Given instruction> Reproduce the records below, changing "on its own line" to "on a separate line" wherever it occurs and altering nothing else.

-------- Data excerpts --------

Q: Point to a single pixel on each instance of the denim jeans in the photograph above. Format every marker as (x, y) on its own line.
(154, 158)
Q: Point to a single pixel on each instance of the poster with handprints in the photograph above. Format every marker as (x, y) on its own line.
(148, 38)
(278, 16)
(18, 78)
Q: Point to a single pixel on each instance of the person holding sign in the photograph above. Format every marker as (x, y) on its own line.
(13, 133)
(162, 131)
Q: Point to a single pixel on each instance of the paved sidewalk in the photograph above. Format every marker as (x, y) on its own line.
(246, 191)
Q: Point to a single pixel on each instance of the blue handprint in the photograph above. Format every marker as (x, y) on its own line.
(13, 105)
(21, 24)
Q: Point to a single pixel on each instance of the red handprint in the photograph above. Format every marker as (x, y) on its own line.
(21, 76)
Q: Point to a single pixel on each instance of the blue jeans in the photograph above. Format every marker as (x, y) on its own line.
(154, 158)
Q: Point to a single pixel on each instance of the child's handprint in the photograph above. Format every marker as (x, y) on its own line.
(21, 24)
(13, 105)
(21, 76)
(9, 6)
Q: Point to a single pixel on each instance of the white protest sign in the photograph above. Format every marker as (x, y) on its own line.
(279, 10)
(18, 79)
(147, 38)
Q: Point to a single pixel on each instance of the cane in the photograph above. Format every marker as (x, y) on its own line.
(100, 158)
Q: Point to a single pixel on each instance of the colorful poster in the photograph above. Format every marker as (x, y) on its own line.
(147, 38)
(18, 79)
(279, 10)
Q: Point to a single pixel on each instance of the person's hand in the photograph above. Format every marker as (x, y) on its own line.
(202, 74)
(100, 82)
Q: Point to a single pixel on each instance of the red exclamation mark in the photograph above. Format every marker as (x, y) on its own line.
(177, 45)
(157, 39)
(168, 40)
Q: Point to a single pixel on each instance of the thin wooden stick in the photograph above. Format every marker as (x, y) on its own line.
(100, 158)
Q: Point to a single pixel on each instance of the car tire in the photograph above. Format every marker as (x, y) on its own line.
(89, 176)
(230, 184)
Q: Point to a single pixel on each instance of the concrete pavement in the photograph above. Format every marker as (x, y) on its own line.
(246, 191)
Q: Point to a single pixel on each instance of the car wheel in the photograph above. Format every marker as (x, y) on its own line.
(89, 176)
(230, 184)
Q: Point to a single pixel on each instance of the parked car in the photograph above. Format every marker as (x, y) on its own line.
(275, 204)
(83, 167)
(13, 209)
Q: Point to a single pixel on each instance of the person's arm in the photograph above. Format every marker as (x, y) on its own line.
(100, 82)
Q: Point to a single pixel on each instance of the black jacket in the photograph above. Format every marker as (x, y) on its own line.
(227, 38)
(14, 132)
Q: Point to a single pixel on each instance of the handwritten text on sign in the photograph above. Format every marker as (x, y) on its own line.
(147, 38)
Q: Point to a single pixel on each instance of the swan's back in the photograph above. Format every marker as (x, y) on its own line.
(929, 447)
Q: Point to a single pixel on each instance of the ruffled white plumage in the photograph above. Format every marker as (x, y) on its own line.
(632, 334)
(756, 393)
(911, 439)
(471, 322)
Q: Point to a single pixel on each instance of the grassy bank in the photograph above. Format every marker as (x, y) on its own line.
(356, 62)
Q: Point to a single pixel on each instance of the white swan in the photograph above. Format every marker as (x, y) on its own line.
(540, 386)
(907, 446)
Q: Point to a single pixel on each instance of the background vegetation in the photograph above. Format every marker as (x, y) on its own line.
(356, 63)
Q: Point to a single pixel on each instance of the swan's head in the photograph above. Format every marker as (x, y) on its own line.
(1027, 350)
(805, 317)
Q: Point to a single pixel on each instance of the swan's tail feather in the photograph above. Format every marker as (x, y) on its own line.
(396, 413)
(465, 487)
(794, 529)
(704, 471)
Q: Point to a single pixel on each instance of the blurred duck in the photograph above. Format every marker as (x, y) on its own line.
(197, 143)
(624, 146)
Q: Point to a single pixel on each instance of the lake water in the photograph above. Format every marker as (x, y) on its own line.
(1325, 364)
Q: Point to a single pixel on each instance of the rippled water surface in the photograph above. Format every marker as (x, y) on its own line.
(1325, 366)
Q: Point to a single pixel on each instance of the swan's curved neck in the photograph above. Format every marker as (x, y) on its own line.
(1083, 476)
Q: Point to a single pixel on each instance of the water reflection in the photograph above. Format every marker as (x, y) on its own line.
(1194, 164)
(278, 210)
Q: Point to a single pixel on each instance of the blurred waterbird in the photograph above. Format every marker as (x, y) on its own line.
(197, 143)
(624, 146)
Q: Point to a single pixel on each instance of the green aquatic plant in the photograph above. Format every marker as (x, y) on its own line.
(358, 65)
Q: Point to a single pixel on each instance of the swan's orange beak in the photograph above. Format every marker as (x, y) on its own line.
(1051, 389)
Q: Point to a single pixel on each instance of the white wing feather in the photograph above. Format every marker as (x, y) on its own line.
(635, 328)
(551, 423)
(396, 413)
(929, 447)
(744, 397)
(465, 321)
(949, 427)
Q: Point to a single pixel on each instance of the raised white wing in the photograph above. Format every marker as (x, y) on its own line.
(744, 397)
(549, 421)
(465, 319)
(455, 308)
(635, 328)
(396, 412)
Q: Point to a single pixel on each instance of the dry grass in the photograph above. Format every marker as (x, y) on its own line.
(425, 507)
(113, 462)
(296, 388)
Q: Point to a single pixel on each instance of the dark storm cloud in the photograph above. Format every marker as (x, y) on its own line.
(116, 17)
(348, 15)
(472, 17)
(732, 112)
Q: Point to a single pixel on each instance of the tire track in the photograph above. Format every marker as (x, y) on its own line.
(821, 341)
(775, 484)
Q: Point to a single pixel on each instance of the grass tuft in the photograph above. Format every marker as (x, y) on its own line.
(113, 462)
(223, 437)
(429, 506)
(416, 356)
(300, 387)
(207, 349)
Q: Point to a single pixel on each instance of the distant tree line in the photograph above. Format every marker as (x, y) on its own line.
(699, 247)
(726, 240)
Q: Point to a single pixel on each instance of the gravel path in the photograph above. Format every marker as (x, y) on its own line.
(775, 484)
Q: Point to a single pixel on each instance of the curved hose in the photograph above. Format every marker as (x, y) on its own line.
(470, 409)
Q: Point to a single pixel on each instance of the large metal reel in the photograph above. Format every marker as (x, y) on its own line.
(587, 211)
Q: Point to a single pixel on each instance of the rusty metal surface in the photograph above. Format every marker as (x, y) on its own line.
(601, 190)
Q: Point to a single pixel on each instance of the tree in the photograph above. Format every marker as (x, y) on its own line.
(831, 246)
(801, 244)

--------

Response for this exercise>
Q: Point to a single pixel on each instance of the denim jeans in the photograph above. Format every marker as (x, y) on a separate line.
(154, 158)
Q: Point to a single pixel on each instance of the poster with handprints in the photograph above. Format every marker as (x, y) on a separate line.
(148, 38)
(278, 16)
(18, 78)
Q: Point to a single pixel on each instance of the person holding sign in the photograph above. Format every marker as (x, y) on a separate line.
(13, 133)
(162, 131)
Q: Point to a single pixel on each instance of the paved sidewalk in the photograph above. Format every marker as (x, y) on a separate line.
(246, 191)
Q: Point to a single pixel on each instance of the blue handprint in the photograph above. Format every marker as (x, y) on a separate line.
(13, 105)
(21, 24)
Q: Point to a single pixel on each instance of the red handprint in the photograph above. Format every marker as (x, y) on a separate line.
(21, 76)
Q: Point to a single pixel on each instance of the blue jeans in the photograph above. Format every marker as (x, y) on a separate line.
(154, 158)
Q: Point to a single pixel on each instance of the child's handprint in the photograph above. Format every marker as (x, y) on a separate line.
(21, 24)
(13, 105)
(21, 76)
(9, 6)
Q: Point to a single pixel on each instance of the white protest sign in the photograph above. Format every marker as (x, y) on a separate line.
(279, 10)
(18, 79)
(147, 38)
Q: Point to a single pixel on each instance of the cane in the photograph above. Format every marker as (x, y) on a separate line.
(100, 158)
Q: Point to a single pixel on each instance of the colorful poster in the photograph above. Format every marker as (x, y) on a separate line.
(147, 38)
(18, 79)
(279, 10)
Q: Point to a single pixel on each instance of the person's hand in the photograph above. Format every marker as (x, y) on a separate line.
(202, 74)
(100, 82)
Q: Point to a single pixel on each instance of the red exclamation mark in the photograph above. Format every marker as (x, y) on a separate line.
(177, 45)
(157, 39)
(168, 40)
Q: Point to a single pixel on each instance of the thin wooden stick in the photograph above. Format every marker as (x, y) on a separate line.
(100, 158)
Q: Point to a single pixel on each instance of the car tire in the photograph above. Format every marker as (x, y) on a separate line.
(89, 176)
(230, 184)
Q: Point to a single pixel on each instance of the concrete pavement in the photograph above. Format every marker as (x, y) on a separate line.
(246, 191)
Q: Point to a single pixel on each instance of the car wheel in the photograph above. Format every marker as (x, y) on a separate line.
(89, 176)
(230, 184)
Q: Point to a single pixel on each instance of the parked car in the photograph above. Format every marker as (x, y) on a separate line.
(275, 204)
(83, 167)
(13, 209)
Q: Point to a single pixel on each instance of the person's arm in the photograph above. Format every marker as (x, y) on a separate line.
(100, 82)
Q: Point to a single pixel on each instance of the black jacket in the photograph above. Format every marker as (x, y) on a separate line.
(227, 38)
(14, 132)
Q: Point to a single pixel on each instance of the handwritten text on sign in the photograph above. Format every marker as (x, y) on a separate line.
(147, 38)
Q: Point to a single pixel on each instance of the swan's back in the photograph above. Format every marker as (x, y) on a separate line.
(929, 447)
Q: Point to a single pixel on each instance of the ruffled white plumage in the photograph above. Format every marker as (x, y) on a separate line.
(632, 334)
(756, 393)
(911, 439)
(471, 322)
Q: Point to a single pixel on each instance of the grassy bank in the photograph above. Format every marker as (x, y) on a separate line.
(356, 62)
Q: Point to a single pixel on each instance of the white swan in the photograph above. Format every marker as (x, y) on a separate line.
(540, 386)
(907, 446)
Q: Point to a single pixel on each instance of the background vegetation in the photograph above. Format every marker as (x, y) on a separate line.
(356, 63)
Q: Point to a single pixel on each instance of the swan's head in the photograph above. Format every marker as (x, y) on a separate line.
(1027, 350)
(805, 317)
Q: Point to a single pixel on each instance of the swan's tail feather in the photograph above. Format every marker as (x, y) on a separate line.
(396, 413)
(465, 487)
(794, 529)
(704, 471)
Q: Point to a single pixel on each instance of the blurred duck in the photograph above. Format every marker as (x, y) on a separate line.
(197, 143)
(624, 146)
Q: Point to a single pixel on each instance of the lake water in the photograph above. Format every marker as (x, y) on a separate line.
(1325, 364)
Q: Point to a single pixel on each instance of the rippled water surface in the photograph above. Format every marker as (x, y) on a separate line.
(1325, 366)
Q: Point to a single pixel on each instance of the swan's curved neck in the photograph above. Format every marker as (x, y) on a separate line.
(1083, 476)
Q: Point to a single pixel on each instance of the water reflection in the photograph above. Format every marker as (x, y) on a separate line.
(1194, 164)
(278, 210)
Q: Point to a single pixel on each instance of the blurred waterbird in the photograph above. Format every marker as (x, y) on a separate line.
(197, 143)
(624, 146)
Q: Point to a single pixel on each instance of the green aquatic plant in the photograph above. Format every marker as (x, y) on a separate line.
(358, 65)
Q: Point to a single pixel on each instance of the swan's orange beak in the photograph above. Format every marker as (x, y) on a separate line.
(1051, 389)
Q: Point to a single pixel on each instance of the white wing feather in the photograph above. Format every marker as (x, y) on a separate line.
(635, 328)
(551, 423)
(396, 413)
(929, 447)
(744, 397)
(465, 321)
(949, 427)
Q: Point to a single pixel on each instance of the raised white wing in the photograph above. Format every marker as (x, y) on a separate line.
(744, 397)
(549, 421)
(465, 319)
(455, 308)
(635, 328)
(396, 412)
Q: Point to a single pixel on each instance of the dry grass in the photograph above. Format every marker as (x, y) on a separate line.
(425, 507)
(113, 462)
(296, 388)
Q: Point to a single pixel on each instance of the dark storm cloud in the photograph above. Format every marker as (x, y) on a separate line.
(116, 17)
(348, 15)
(472, 17)
(732, 112)
Q: Point to a single pixel on each instance of the tire track in the photograph above. Format every marker as (x, y) on a separate line.
(821, 341)
(775, 484)
Q: Point to a single pixel on each instance of the grass tuft in the photograph above. Format every marker as (x, y) on a separate line.
(113, 462)
(223, 437)
(429, 506)
(416, 356)
(300, 387)
(207, 349)
Q: Point to a single pixel on each instance of the distant tree line in the photograph above. Format every marker as (x, y) on a separate line.
(699, 247)
(726, 240)
Q: Point to a single pixel on each instance of the gravel path in the photograph above. Format every marker as (x, y) on a separate line.
(775, 484)
Q: Point to a single pixel on each instance of the curved hose in the photograph above. Format every marker as (x, y) on a separate line.
(470, 409)
Q: Point to a single pixel on each instance of the large metal reel in the photograph above. Format every marker as (x, y) on a separate line.
(587, 211)
Q: Point to a single pixel on each instance of the rusty metal surface in the photograph above. Format every marker as (x, y) on a separate line.
(601, 190)
Q: Point to a single pixel on each instance of the tree in the photograph above. Format every marker as (x, y) on a separate line.
(831, 246)
(801, 244)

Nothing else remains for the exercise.